-- DOCUMENT SEGMENT --
■ ■ ■ ■ ■
Member of the Wisconsin State Assembly
- In office 1908–1910
- Constituency: Milwaukee County Fifteenth District

Personal details
- Born: December 1, 1883 Town of Milwaukee, Wisconsin
- Died: August 12, 1959 (aged 75) Port Washington, Wisconsin
- Party: Republican
- Other political affiliations: Progressive
- Education: Marquette College; Milwaukee Law School;
- Occupation: Lawyer, politician

= Peter F. Leuch =

American politician (1883–1959)

Leuch, circa 1949

Peter F. Leuch (December 1, 1883 - August 12, 1959) was an American lawyer from Milwaukee who served as that city's city clerk, and served one term as a Republican member of the Wisconsin State Assembly.

Leuch was born in the town of Milwaukee. Leuch attended Milwaukee public schools, studied at McDonald Business College and Chicago Correspondence School of Law. He then graduated from Marquette College and Milwaukee Law School and was admitted to the Wisconsin bar in January 1908. He worked for the Joseph Schlitz Brewing Company in the office. He was elected to the Assembly in 1908 on the Republican ticket, and was defeated for re-election in 1910 by Social Democrat Edward H. Kiefer. He was later elected City Clerk of the city of Milwaukee, and held that office in 1915. Leuch was involved with the Wisconsin Progressive Party and was the Milwaukee County campaign manager for United States Senator Robert M. La Follette, Sr. In 1924, Leuch was defeated for the Wisconsin and Assembly and in 1926, was defeated for Congress. In 1936, Leuch left the Wisconsin Progressive Party and returned to the Republican Party. He was a candidate for Wisconsin Supreme Court in 1944, 1945, and 1949. He was also president of the Leuch Reality and Investment Company and later lived in Cedarburg, Wisconsin. On August 12, 1959, Leuch died of a heart ailment in St. Alphonsus Hospital in Port Washington, Wisconsin.
■ ■ ■ ■ ■
-- INFORMATION --
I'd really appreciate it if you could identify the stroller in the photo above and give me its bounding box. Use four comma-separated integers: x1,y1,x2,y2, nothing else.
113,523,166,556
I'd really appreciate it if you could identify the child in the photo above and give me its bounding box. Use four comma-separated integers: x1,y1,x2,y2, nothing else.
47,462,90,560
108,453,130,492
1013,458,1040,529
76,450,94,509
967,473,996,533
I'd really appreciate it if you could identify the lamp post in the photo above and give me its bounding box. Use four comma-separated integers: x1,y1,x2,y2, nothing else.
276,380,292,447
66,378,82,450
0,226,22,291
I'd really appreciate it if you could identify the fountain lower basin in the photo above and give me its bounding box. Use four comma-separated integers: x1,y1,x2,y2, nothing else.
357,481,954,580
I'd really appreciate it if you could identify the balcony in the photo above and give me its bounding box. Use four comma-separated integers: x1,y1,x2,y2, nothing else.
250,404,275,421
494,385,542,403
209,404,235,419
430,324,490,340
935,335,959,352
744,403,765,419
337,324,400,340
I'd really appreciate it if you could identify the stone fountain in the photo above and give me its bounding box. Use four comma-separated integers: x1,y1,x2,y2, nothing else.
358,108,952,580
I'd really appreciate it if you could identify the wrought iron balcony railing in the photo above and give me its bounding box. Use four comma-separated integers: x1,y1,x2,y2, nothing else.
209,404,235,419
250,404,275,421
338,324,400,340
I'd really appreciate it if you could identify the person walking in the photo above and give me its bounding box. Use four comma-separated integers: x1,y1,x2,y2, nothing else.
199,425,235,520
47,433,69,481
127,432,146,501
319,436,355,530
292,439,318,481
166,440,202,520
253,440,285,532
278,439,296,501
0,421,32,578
■ ■ ■ ■ ■
-- EXERCISES --
1) According to the Peter F. Leuch biography, who defeated him when he ran for re-election to the Assembly in 1910?
2) Rewrite the Peter F. Leuch biography from "Peter F. Leuch (December" to "Wisconsin State Assembly.", swapping "lawyer" for "attorney".

-- RESULTS IN ORDER --
1) Social Democrat Edward H. Kiefer

2)
Peter F. Leuch (December 1, 1883 - August 12, 1959) was an American attorney from Milwaukee who served as that city's city clerk, and served one term as a Republican member of the Wisconsin State Assembly.